**Object point labels:**
• • •

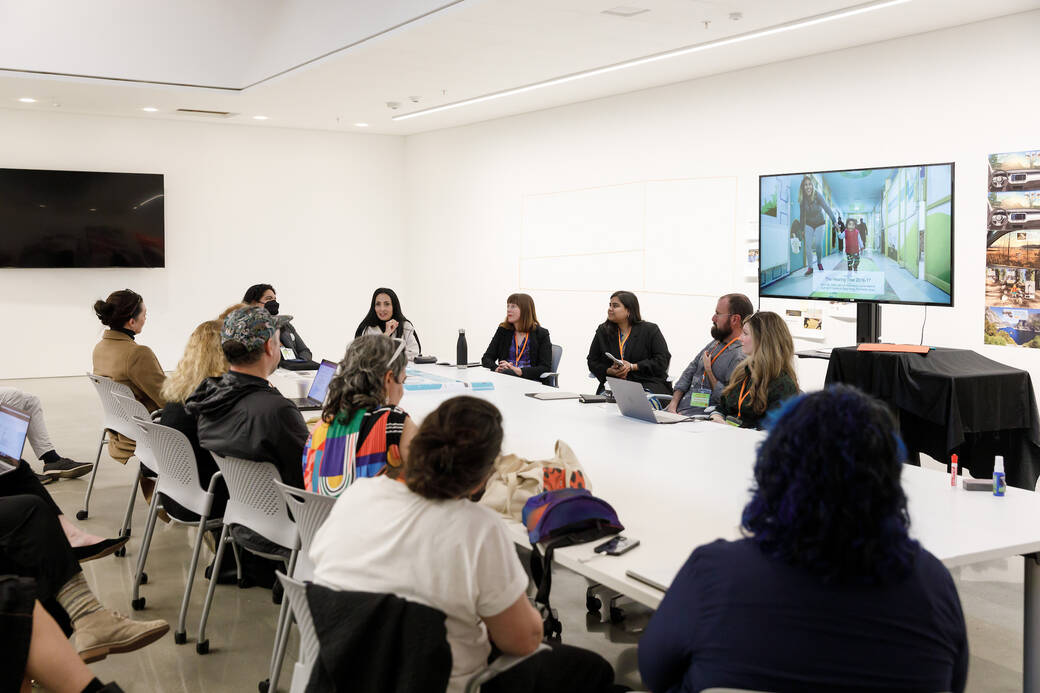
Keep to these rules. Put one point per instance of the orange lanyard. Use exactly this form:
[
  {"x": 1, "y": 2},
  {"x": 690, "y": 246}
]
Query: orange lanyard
[
  {"x": 519, "y": 349},
  {"x": 739, "y": 403},
  {"x": 718, "y": 354},
  {"x": 621, "y": 344}
]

• • •

**Task:** Render every line of the records above as a numbered list, leaving out blank lines and the pictures.

**Answer in full:**
1. Keep to these rules. Put one point per instance of the orange lanyard. Use exactly this form:
2. [
3.   {"x": 1, "y": 2},
4.   {"x": 690, "y": 246}
5. ]
6. Query: orange lanyard
7. [
8.   {"x": 519, "y": 349},
9.   {"x": 739, "y": 403},
10.   {"x": 718, "y": 354},
11.   {"x": 621, "y": 344}
12. ]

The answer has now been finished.